Task statement: Reproduce every one of the entries below verbatim, with no changes.

Given data:
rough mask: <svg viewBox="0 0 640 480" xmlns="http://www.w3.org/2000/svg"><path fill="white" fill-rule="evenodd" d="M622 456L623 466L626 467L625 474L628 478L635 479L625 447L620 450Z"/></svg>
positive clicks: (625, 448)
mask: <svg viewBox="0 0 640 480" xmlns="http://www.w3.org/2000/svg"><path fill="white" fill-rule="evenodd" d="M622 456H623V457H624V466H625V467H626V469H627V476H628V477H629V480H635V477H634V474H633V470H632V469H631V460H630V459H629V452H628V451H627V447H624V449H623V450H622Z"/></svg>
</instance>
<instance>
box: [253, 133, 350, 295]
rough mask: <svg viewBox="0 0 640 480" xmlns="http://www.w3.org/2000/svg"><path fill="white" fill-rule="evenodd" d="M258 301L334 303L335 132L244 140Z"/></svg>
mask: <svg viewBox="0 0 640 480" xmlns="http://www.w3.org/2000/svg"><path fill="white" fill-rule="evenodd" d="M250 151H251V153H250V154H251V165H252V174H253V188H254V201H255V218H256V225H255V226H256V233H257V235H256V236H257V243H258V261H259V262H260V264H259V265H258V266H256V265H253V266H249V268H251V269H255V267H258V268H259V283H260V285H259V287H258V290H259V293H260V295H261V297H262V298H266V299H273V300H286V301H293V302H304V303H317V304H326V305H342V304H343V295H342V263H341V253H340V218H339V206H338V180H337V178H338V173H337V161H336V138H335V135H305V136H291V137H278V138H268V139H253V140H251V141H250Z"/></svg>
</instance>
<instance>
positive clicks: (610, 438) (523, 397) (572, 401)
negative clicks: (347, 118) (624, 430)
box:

Exercise output:
rough mask: <svg viewBox="0 0 640 480" xmlns="http://www.w3.org/2000/svg"><path fill="white" fill-rule="evenodd" d="M622 456L623 466L626 467L625 474L628 478L635 479L625 447L620 450Z"/></svg>
positive clicks: (625, 448)
mask: <svg viewBox="0 0 640 480" xmlns="http://www.w3.org/2000/svg"><path fill="white" fill-rule="evenodd" d="M622 456H623V457H624V466H625V467H626V469H627V476H628V477H629V480H635V477H634V474H633V470H632V469H631V460H630V459H629V452H628V451H627V447H624V449H623V450H622Z"/></svg>
</instance>
<instance>
box: [253, 133, 350, 295]
rough mask: <svg viewBox="0 0 640 480" xmlns="http://www.w3.org/2000/svg"><path fill="white" fill-rule="evenodd" d="M258 301L334 303L335 132L244 140Z"/></svg>
mask: <svg viewBox="0 0 640 480" xmlns="http://www.w3.org/2000/svg"><path fill="white" fill-rule="evenodd" d="M250 151H251V153H250V154H251V165H252V174H253V188H254V201H255V218H256V225H255V226H256V233H257V235H256V236H257V243H258V261H259V262H260V264H259V265H258V266H256V265H253V266H249V268H251V269H255V267H258V268H259V283H260V285H259V287H258V290H259V293H260V295H261V297H262V298H266V299H273V300H286V301H293V302H304V303H317V304H326V305H342V304H343V295H342V263H341V253H340V218H339V206H338V180H337V178H338V173H337V161H336V138H335V135H305V136H291V137H278V138H268V139H253V140H251V141H250Z"/></svg>
</instance>
<instance>
positive clicks: (610, 438) (523, 397) (572, 401)
negative clicks: (347, 118) (624, 430)
box:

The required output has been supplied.